[What the task requires]
Leave out the pictures and repeat the data exactly.

-- START OF Given information --

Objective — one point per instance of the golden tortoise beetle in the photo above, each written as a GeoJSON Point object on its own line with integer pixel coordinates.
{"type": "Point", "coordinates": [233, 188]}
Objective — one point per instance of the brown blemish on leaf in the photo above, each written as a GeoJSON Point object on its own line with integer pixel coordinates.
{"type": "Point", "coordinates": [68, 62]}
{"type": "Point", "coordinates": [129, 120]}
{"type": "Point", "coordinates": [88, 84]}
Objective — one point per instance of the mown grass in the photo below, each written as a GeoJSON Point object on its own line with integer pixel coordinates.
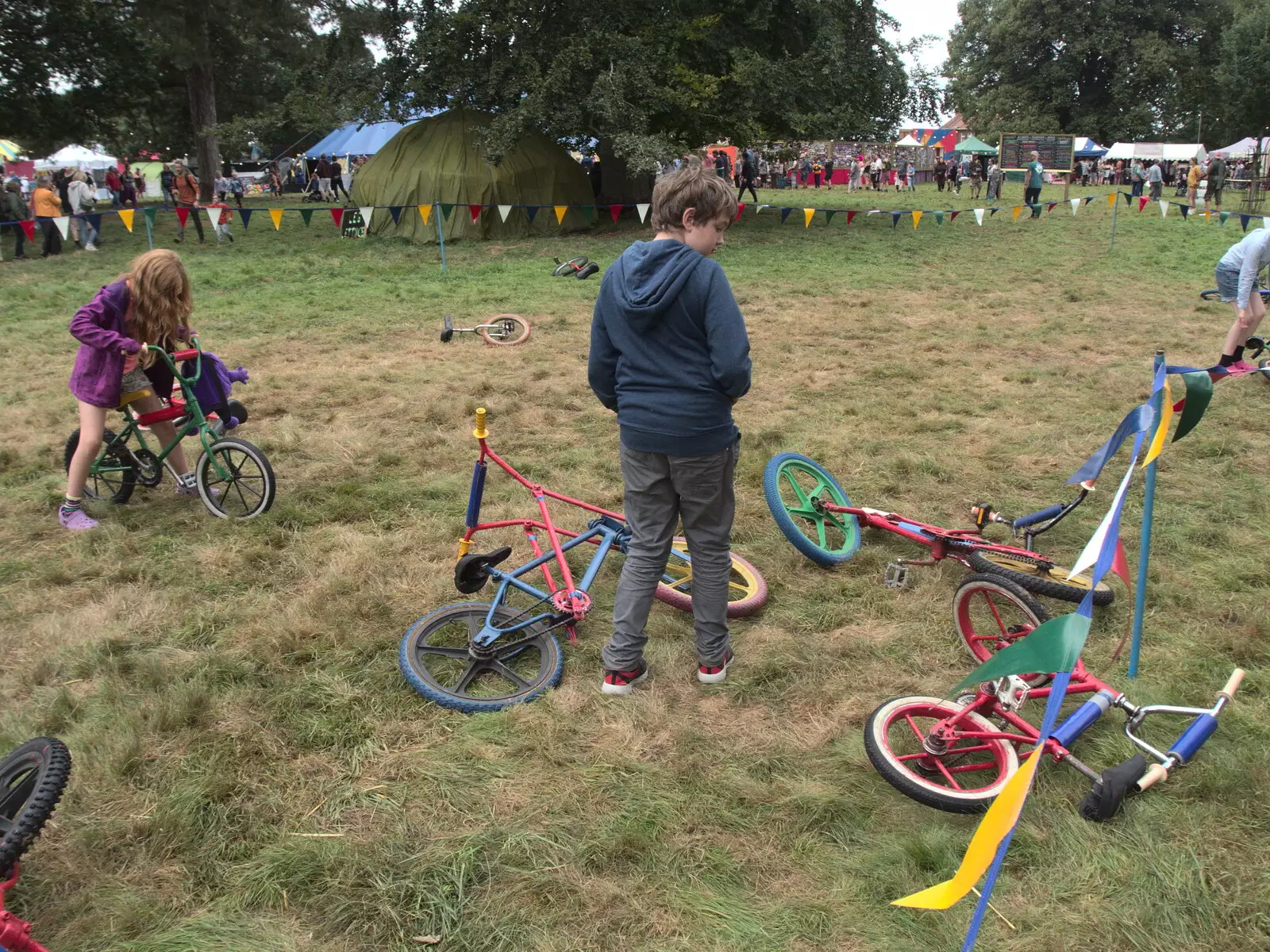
{"type": "Point", "coordinates": [229, 689]}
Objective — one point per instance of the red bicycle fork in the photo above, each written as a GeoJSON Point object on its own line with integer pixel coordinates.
{"type": "Point", "coordinates": [14, 932]}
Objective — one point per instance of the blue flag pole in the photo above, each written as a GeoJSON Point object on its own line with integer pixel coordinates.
{"type": "Point", "coordinates": [1149, 511]}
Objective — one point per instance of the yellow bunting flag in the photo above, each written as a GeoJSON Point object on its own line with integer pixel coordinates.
{"type": "Point", "coordinates": [1000, 819]}
{"type": "Point", "coordinates": [1166, 416]}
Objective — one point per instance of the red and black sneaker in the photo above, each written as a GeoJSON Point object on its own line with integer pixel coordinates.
{"type": "Point", "coordinates": [714, 673]}
{"type": "Point", "coordinates": [624, 682]}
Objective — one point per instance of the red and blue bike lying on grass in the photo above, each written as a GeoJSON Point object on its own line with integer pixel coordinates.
{"type": "Point", "coordinates": [816, 516]}
{"type": "Point", "coordinates": [478, 657]}
{"type": "Point", "coordinates": [956, 754]}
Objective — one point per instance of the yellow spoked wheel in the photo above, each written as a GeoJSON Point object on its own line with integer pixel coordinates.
{"type": "Point", "coordinates": [1039, 575]}
{"type": "Point", "coordinates": [747, 589]}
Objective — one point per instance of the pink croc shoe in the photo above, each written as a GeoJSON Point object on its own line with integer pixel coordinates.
{"type": "Point", "coordinates": [79, 520]}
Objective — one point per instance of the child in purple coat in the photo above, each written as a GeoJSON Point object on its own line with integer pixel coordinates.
{"type": "Point", "coordinates": [148, 305]}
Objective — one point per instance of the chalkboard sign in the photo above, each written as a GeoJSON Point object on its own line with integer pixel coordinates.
{"type": "Point", "coordinates": [1056, 152]}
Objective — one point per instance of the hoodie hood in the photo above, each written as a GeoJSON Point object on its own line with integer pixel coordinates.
{"type": "Point", "coordinates": [649, 277]}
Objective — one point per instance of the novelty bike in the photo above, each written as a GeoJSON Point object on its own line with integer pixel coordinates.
{"type": "Point", "coordinates": [234, 478]}
{"type": "Point", "coordinates": [478, 657]}
{"type": "Point", "coordinates": [814, 514]}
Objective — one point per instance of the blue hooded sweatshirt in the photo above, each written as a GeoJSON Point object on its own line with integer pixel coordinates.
{"type": "Point", "coordinates": [668, 351]}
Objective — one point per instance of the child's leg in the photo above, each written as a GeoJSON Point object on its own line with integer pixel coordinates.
{"type": "Point", "coordinates": [652, 511]}
{"type": "Point", "coordinates": [708, 505]}
{"type": "Point", "coordinates": [92, 423]}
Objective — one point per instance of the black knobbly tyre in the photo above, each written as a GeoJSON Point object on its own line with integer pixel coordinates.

-- END OF Given information --

[Result for this task]
Objective — one point per instance of the golden tortoise beetle in the photo above, each written as a GeoJSON Point object on its own line with integer pixel coordinates.
{"type": "Point", "coordinates": [233, 188]}
Objective — one point per instance of the brown blemish on leaf in the photo above, each written as a GeoJSON Point object on its own line with integer pixel coordinates.
{"type": "Point", "coordinates": [68, 62]}
{"type": "Point", "coordinates": [129, 120]}
{"type": "Point", "coordinates": [88, 84]}
Objective — one point per instance of the mown grass in the photo below, each written as a GeoJSON Point object on its own line with integer pixel coordinates.
{"type": "Point", "coordinates": [229, 689]}
Objective — one point per instance of the red bicycle fork in the photo above, each written as a GeoJSON Point object on its own line with integer pixel coordinates.
{"type": "Point", "coordinates": [14, 932]}
Objective — one point per instance of the blue flag pole in the photo above, each written as a GeoJSON Point object on its own line with integer pixel coordinates.
{"type": "Point", "coordinates": [1149, 511]}
Objective — one point per instance of the yellow bunting flag in the photo above, each written as a GeoJSON Point object on its own line with integer pixel coordinates.
{"type": "Point", "coordinates": [1000, 819]}
{"type": "Point", "coordinates": [1166, 416]}
Objective — one point per instance of the red and black sneaker in the photo above, each written as a GeoJSON Point object on its own line with integer pixel coordinates.
{"type": "Point", "coordinates": [714, 673]}
{"type": "Point", "coordinates": [624, 682]}
Objective — one point per instance of the red and blue bike lying on grass in the photo above, each written as a GeoJSON Point object on its own line with integer pixel coordinates.
{"type": "Point", "coordinates": [816, 516]}
{"type": "Point", "coordinates": [478, 657]}
{"type": "Point", "coordinates": [956, 754]}
Objective — one point per instance of the yellow spoked wheel in the photo above, each written as a GeoJSON Point object on its own line with integer pixel coordinates.
{"type": "Point", "coordinates": [1039, 575]}
{"type": "Point", "coordinates": [747, 589]}
Objective — one point per instance of the pink croc shoe in the photo above, each written as a GeoJSON Point object on its own line with integer pixel coordinates.
{"type": "Point", "coordinates": [79, 520]}
Objective — one point per instance of the child in purple coat in the photo above, each written as a GeoJSON Point object on its own line with integer pixel coordinates.
{"type": "Point", "coordinates": [148, 305]}
Objective — one point per instance of the chalkboard sign in the photo above, each written as a GeoJSON Point object on its own line with integer pixel coordinates.
{"type": "Point", "coordinates": [1056, 152]}
Objective — one point per instance of the hoodie hood in the photo above, each written as a GeoJSON Point object on its own line with integer pixel coordinates.
{"type": "Point", "coordinates": [649, 277]}
Objective — one point per instance of the novelty bike in the photo above, each written as a GeoJSON Point object on its own line with integer pixel coordinates.
{"type": "Point", "coordinates": [234, 478]}
{"type": "Point", "coordinates": [478, 657]}
{"type": "Point", "coordinates": [814, 514]}
Objective — one point per instance of the blue hooded sweatshirt in the photo above, each written as a GeoJSON Point object on its own line with integer pixel coordinates.
{"type": "Point", "coordinates": [668, 351]}
Objective — one point per instance of the child's leg in the photo above, each written as a GeoJSON Point object on its own line with integer pixel coordinates.
{"type": "Point", "coordinates": [652, 511]}
{"type": "Point", "coordinates": [708, 505]}
{"type": "Point", "coordinates": [92, 423]}
Objective — one point per instance of the black knobbly tyre in the photo above, each written as a GeoJSON Point object on its own line with integer pixel coordinates.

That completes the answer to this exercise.